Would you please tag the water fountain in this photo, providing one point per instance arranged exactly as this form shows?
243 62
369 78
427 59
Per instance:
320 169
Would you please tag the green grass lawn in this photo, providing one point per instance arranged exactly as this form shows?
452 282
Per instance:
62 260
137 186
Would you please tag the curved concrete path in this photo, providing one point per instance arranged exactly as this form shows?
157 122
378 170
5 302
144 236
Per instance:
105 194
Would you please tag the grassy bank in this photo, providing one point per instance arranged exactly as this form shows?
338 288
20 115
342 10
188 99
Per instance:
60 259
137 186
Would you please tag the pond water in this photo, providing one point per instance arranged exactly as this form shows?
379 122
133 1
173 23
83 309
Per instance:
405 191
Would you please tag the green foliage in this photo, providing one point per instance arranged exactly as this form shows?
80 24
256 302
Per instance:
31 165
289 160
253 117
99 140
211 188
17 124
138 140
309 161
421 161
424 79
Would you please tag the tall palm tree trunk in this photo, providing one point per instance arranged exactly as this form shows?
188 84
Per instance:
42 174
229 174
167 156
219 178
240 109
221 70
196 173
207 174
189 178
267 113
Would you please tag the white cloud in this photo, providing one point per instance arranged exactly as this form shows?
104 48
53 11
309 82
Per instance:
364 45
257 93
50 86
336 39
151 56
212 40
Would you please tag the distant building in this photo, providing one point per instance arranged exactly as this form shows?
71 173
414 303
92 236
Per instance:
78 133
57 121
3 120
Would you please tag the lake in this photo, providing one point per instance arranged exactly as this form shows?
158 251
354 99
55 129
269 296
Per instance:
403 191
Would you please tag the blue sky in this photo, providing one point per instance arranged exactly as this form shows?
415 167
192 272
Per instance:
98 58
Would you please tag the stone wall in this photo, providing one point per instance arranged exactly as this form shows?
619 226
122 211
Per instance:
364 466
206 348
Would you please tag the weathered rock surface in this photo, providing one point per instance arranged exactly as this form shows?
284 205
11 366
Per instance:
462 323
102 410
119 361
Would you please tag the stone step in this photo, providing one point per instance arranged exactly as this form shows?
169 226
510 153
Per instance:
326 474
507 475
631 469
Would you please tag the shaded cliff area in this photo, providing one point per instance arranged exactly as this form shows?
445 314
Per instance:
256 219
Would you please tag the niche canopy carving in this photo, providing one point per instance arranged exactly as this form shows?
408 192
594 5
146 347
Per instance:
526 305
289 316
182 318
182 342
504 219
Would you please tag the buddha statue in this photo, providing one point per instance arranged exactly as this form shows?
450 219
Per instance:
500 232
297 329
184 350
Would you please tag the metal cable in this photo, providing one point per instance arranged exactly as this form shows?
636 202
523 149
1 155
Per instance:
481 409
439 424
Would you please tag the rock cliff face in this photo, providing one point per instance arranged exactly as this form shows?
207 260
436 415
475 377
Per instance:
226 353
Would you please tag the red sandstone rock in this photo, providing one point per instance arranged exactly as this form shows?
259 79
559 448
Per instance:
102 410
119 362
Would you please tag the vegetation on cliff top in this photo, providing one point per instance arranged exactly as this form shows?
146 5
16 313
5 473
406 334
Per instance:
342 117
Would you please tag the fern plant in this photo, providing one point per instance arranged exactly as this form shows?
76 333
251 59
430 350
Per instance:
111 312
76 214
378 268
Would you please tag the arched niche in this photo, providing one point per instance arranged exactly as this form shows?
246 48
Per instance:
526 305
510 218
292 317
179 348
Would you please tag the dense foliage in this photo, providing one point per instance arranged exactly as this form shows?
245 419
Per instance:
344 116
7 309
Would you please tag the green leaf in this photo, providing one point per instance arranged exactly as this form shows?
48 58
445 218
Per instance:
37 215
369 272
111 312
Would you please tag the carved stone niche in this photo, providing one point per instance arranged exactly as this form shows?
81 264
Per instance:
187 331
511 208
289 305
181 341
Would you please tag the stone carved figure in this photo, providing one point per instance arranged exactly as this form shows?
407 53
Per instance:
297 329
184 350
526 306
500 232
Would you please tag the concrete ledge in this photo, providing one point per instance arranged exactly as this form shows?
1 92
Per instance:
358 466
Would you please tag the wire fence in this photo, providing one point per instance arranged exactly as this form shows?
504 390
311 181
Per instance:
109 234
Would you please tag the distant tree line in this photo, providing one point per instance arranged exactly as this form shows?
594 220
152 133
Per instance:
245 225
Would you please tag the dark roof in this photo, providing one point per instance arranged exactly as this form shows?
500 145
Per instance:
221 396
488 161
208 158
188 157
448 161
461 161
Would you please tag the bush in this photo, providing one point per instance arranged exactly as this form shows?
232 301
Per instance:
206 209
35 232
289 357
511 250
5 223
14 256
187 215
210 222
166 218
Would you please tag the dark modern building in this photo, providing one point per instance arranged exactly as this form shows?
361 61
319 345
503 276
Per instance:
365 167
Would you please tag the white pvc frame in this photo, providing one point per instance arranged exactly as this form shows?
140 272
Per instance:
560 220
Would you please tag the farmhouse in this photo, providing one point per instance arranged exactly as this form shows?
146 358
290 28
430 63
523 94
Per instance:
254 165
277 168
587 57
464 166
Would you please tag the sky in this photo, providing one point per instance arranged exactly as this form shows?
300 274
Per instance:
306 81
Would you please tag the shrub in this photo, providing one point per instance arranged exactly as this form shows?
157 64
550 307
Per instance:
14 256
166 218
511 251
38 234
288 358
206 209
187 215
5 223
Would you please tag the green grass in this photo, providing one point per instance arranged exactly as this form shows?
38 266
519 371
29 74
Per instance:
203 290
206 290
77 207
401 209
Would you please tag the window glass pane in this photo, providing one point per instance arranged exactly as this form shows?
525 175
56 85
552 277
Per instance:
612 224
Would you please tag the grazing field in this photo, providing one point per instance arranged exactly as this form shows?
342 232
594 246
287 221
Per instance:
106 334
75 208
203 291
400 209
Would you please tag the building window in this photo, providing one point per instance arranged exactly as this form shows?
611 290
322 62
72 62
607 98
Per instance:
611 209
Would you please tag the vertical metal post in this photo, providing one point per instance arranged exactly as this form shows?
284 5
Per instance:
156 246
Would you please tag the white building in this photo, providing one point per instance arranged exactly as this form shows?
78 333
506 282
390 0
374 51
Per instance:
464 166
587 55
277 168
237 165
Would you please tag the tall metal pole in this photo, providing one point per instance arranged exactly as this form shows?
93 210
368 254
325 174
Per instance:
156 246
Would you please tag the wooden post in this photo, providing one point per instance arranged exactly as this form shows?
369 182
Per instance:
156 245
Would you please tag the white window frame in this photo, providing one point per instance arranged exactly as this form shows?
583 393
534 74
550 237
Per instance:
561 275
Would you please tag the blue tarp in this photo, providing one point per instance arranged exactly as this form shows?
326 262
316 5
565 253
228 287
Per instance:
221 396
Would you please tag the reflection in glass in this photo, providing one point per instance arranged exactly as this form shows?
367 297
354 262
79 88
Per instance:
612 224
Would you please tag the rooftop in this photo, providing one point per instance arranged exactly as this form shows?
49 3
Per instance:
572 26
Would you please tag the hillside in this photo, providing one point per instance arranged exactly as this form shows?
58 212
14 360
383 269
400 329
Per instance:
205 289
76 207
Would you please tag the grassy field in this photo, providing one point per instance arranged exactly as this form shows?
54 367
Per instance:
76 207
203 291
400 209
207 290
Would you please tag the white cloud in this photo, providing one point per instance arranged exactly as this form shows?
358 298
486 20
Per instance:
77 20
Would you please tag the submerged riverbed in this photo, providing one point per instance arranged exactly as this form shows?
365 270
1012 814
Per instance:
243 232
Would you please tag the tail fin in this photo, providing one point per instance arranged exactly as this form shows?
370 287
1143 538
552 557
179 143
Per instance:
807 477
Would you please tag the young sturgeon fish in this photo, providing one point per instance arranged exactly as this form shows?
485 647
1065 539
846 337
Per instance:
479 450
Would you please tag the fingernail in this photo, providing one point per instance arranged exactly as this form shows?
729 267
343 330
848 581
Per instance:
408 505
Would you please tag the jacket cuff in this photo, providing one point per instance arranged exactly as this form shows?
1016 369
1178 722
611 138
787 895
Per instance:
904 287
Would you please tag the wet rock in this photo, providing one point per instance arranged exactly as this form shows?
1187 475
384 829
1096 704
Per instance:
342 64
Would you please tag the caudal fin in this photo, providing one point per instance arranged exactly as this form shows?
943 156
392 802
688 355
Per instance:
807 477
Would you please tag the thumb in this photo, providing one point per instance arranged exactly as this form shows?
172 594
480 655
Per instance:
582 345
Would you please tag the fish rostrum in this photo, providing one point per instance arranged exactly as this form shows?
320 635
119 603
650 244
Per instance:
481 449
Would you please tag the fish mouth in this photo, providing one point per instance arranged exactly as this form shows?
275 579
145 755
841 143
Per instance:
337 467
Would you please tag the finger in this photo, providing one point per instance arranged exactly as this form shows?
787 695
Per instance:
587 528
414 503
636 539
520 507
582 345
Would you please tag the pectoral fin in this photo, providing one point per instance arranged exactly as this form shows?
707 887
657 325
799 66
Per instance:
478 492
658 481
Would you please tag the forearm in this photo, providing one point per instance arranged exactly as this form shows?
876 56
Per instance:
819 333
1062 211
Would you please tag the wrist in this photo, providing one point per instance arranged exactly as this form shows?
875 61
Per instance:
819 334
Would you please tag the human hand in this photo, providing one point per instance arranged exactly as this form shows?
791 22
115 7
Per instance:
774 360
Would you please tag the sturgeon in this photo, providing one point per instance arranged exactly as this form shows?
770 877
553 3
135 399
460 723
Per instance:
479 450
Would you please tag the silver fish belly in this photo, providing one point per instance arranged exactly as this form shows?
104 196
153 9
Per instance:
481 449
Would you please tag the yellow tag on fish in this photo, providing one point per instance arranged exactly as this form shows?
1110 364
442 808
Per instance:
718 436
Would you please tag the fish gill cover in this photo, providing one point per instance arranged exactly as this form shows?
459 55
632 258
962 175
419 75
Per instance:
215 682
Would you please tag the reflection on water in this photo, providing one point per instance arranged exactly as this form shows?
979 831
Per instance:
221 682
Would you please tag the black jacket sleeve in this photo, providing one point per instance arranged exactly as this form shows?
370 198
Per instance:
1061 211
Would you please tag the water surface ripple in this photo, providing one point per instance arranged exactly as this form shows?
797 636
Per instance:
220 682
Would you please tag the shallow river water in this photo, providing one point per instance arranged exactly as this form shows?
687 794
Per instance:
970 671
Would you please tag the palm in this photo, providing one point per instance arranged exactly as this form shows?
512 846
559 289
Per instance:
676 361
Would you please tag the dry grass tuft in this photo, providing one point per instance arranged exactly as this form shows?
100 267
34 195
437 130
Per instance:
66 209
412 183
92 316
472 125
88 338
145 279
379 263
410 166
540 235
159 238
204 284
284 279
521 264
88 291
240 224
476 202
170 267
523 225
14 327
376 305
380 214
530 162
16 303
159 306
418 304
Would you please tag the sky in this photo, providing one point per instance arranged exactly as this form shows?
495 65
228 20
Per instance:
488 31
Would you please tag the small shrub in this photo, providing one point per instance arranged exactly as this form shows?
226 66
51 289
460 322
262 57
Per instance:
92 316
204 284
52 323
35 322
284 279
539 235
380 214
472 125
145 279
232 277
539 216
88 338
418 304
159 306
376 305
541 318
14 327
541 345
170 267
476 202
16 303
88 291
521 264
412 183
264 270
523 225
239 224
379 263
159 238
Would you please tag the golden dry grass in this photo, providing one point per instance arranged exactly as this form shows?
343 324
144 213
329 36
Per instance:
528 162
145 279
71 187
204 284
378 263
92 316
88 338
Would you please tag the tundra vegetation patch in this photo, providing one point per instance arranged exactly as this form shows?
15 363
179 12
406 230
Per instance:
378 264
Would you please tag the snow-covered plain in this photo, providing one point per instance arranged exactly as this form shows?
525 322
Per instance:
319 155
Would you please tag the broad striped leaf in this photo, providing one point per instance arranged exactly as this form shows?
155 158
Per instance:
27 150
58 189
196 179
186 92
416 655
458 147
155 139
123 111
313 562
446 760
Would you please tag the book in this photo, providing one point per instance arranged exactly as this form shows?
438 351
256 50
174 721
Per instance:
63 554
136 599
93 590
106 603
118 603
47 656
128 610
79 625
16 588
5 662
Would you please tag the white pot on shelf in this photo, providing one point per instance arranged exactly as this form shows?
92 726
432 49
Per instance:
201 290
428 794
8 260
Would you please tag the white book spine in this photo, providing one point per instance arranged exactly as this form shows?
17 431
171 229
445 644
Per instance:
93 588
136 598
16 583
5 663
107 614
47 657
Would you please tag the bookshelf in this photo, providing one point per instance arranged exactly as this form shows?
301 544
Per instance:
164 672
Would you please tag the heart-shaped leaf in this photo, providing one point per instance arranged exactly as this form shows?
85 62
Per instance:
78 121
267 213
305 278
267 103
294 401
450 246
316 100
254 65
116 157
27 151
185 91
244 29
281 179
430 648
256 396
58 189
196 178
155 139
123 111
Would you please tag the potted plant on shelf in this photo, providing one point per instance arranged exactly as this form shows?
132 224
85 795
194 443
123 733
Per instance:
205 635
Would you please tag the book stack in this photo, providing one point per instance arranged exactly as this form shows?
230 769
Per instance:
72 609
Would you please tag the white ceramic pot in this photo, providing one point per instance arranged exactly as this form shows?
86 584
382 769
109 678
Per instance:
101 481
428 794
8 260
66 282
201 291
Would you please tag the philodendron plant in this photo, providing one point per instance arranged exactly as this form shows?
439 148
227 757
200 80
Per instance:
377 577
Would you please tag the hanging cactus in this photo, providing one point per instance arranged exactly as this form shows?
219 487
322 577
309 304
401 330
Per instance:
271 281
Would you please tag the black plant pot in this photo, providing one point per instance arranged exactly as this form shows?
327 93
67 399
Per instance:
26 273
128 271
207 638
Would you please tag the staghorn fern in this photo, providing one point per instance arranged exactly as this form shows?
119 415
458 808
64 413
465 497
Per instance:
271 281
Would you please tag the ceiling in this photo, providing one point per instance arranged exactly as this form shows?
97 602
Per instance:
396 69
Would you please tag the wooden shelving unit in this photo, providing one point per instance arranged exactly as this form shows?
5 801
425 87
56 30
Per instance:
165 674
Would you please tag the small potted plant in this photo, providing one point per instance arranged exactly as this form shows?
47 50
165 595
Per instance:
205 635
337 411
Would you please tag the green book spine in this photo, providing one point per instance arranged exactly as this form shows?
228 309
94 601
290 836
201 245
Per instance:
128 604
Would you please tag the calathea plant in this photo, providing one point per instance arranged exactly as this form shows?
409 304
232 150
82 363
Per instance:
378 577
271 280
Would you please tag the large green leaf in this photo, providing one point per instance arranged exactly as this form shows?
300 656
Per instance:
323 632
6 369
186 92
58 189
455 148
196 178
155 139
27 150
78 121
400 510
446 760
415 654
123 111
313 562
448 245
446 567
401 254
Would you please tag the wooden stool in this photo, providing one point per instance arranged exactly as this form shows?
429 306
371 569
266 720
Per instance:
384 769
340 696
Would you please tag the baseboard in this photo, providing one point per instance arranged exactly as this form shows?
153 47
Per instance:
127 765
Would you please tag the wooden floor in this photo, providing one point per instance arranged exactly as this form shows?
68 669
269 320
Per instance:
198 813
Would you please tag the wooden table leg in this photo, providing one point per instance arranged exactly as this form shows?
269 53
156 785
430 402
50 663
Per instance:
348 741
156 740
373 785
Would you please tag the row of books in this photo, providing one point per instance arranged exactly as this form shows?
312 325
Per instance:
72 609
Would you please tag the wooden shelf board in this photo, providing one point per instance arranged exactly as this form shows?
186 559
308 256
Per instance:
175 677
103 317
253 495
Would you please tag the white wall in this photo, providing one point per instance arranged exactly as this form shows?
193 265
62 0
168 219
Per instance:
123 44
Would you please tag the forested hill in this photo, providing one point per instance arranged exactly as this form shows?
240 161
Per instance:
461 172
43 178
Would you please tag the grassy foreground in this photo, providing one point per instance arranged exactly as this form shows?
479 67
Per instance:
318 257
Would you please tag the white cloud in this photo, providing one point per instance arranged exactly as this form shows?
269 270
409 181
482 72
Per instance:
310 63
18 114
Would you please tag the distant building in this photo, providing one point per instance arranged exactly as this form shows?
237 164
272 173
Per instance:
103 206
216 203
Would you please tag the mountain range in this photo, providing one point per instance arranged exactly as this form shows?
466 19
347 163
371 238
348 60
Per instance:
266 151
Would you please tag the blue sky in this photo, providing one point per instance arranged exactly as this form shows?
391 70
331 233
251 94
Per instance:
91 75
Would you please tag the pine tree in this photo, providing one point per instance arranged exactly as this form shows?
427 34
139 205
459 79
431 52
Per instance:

Required work ▸ Identify and extract each line of the listing that contains "reflection".

Exercise result ▸
Would you please tag the reflection in glass in this photo, providing one point per instance arranged exactly as this form shows?
Would you please tag the reflection on water in this photo, providing one point per instance arranged exactly as this form shows?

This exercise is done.